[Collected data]
○ ○ ○ ○ ○
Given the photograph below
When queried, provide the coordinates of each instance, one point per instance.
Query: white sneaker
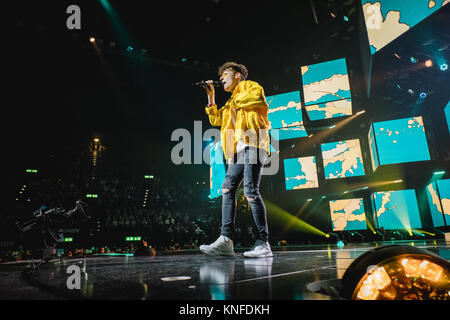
(222, 246)
(260, 249)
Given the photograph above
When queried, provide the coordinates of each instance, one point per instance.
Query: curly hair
(236, 67)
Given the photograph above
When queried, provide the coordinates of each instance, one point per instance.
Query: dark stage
(293, 273)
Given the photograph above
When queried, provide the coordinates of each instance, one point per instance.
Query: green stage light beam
(119, 28)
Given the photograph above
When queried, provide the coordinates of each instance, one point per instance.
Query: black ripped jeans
(246, 166)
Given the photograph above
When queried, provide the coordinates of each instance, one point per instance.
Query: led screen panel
(386, 20)
(332, 109)
(397, 209)
(447, 115)
(401, 140)
(373, 150)
(444, 192)
(434, 202)
(217, 170)
(288, 133)
(342, 159)
(348, 214)
(301, 173)
(285, 110)
(325, 82)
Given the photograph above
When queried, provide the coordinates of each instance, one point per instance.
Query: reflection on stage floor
(293, 273)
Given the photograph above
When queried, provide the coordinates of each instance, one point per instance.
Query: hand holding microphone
(210, 91)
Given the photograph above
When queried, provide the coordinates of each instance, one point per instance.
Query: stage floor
(293, 273)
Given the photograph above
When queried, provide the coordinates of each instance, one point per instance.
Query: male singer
(245, 141)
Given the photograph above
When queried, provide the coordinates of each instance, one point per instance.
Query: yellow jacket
(243, 117)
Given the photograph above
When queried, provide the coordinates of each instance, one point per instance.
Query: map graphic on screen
(397, 209)
(326, 89)
(401, 140)
(326, 110)
(386, 20)
(285, 110)
(301, 173)
(342, 159)
(348, 214)
(288, 133)
(434, 202)
(217, 170)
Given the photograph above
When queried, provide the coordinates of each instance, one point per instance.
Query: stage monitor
(386, 20)
(401, 140)
(326, 89)
(342, 159)
(434, 202)
(397, 209)
(301, 173)
(447, 115)
(348, 214)
(217, 170)
(444, 193)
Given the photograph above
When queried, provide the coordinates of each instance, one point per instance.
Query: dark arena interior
(113, 174)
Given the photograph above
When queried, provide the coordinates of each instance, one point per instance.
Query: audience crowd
(166, 215)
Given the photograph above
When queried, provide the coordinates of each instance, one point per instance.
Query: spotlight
(397, 273)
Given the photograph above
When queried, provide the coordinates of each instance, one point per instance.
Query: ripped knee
(225, 190)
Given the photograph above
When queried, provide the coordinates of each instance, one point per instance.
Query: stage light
(397, 273)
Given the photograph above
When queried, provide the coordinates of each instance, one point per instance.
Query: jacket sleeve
(215, 116)
(252, 96)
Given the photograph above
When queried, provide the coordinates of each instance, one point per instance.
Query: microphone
(203, 84)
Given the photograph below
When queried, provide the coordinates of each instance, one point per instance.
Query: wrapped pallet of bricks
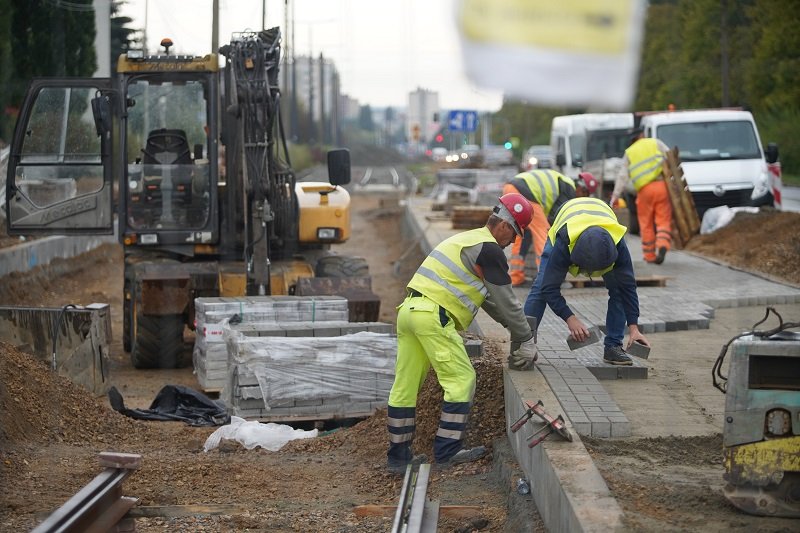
(309, 378)
(210, 356)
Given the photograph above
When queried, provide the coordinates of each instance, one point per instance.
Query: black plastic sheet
(176, 403)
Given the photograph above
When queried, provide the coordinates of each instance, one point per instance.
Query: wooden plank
(450, 511)
(685, 219)
(641, 281)
(178, 511)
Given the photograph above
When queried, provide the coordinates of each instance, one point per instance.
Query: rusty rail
(99, 506)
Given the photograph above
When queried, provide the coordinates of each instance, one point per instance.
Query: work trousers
(427, 337)
(535, 303)
(535, 236)
(654, 212)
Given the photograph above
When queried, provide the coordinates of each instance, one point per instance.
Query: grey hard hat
(595, 250)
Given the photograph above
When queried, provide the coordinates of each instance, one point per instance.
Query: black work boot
(466, 455)
(662, 252)
(615, 355)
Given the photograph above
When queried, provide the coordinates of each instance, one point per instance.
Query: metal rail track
(415, 512)
(99, 506)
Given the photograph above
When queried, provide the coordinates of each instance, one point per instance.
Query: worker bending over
(463, 274)
(643, 164)
(586, 238)
(546, 190)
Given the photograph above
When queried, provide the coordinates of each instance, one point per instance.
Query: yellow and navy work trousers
(427, 337)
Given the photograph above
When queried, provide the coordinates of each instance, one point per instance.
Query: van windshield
(605, 144)
(712, 141)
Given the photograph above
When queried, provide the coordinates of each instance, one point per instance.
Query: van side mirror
(339, 166)
(771, 153)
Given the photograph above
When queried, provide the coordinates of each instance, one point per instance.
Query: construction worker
(546, 190)
(585, 185)
(587, 238)
(463, 274)
(643, 164)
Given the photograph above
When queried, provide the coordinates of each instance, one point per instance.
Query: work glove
(523, 354)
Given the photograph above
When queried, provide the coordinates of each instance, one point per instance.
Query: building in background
(420, 125)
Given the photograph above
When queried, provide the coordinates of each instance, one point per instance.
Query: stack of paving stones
(210, 354)
(281, 357)
(686, 303)
(311, 378)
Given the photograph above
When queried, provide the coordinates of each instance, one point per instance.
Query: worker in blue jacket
(586, 238)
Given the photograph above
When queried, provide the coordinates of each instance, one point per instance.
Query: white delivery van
(568, 137)
(721, 155)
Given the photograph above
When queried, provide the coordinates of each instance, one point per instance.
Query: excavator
(187, 162)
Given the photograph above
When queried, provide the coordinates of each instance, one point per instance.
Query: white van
(721, 155)
(568, 137)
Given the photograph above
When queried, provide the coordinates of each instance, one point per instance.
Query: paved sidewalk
(688, 321)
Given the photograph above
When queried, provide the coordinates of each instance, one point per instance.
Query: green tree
(122, 37)
(6, 75)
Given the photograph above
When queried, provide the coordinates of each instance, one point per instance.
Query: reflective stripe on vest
(579, 214)
(542, 186)
(645, 161)
(443, 278)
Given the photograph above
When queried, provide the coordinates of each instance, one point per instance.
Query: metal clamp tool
(552, 425)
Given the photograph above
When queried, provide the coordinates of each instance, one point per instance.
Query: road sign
(459, 120)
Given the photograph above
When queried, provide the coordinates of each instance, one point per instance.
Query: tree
(122, 37)
(34, 42)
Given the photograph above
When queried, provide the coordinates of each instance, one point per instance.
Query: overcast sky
(383, 49)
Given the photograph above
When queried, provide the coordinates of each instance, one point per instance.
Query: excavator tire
(159, 341)
(342, 266)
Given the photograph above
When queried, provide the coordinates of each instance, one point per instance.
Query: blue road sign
(460, 120)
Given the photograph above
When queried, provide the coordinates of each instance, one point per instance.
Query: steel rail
(99, 505)
(415, 512)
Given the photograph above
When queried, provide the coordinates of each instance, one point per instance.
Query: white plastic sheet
(251, 434)
(718, 217)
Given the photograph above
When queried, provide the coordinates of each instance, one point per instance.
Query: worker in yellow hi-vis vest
(546, 190)
(463, 274)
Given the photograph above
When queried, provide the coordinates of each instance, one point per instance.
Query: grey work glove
(523, 354)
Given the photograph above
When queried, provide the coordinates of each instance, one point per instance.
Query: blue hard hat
(595, 250)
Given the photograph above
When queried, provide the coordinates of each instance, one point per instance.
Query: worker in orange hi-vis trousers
(644, 162)
(546, 190)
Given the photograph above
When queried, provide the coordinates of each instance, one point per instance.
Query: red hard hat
(588, 181)
(518, 208)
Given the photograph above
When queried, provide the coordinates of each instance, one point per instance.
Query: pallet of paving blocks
(308, 378)
(276, 315)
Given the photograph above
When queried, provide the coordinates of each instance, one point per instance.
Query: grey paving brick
(620, 429)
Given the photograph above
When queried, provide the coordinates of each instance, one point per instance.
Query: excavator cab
(164, 196)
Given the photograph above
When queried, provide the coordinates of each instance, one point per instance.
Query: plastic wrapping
(252, 434)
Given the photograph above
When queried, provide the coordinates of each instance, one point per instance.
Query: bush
(782, 127)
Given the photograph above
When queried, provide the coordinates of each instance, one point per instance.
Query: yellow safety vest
(443, 278)
(579, 214)
(645, 161)
(543, 185)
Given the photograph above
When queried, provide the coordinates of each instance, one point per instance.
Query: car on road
(537, 156)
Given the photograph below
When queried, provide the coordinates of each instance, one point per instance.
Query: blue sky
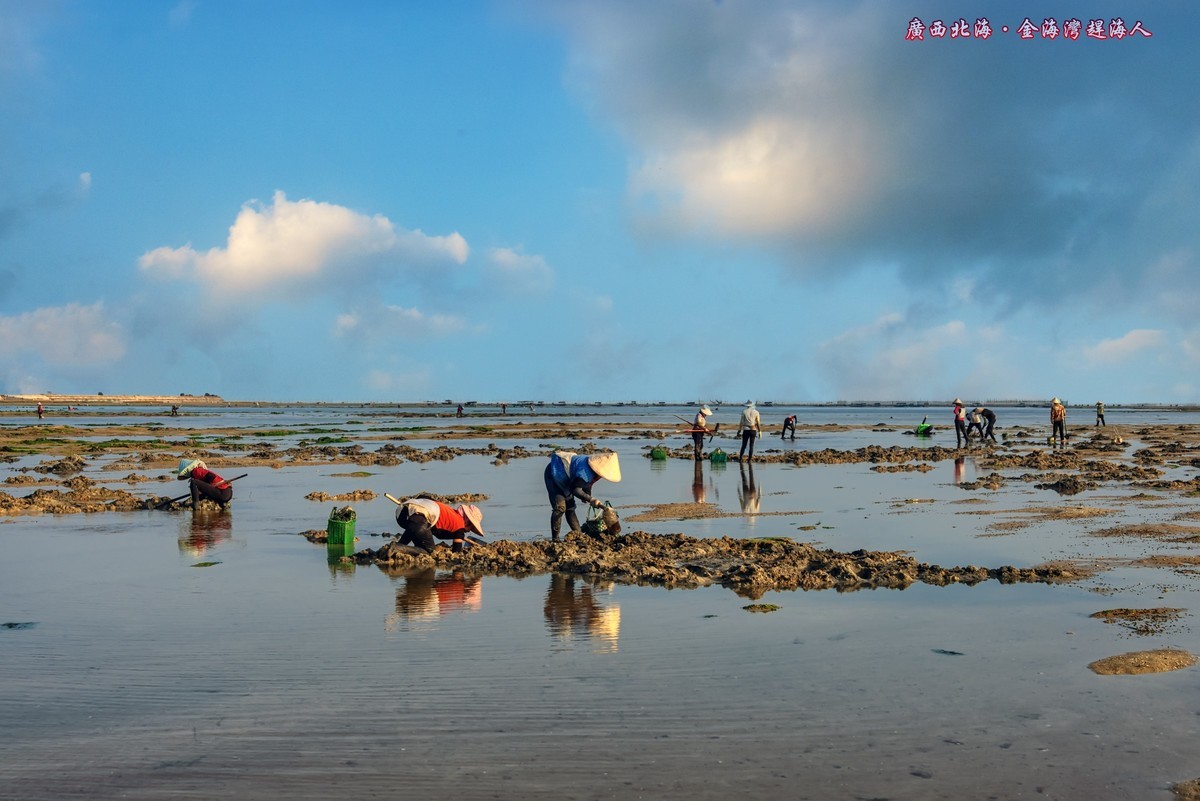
○ ○ ○ ○ ○
Task to complete:
Locate every line in the rows above that contains the word "glove" and copy each one.

Exercise result:
Query: work glove
Query: grey work glove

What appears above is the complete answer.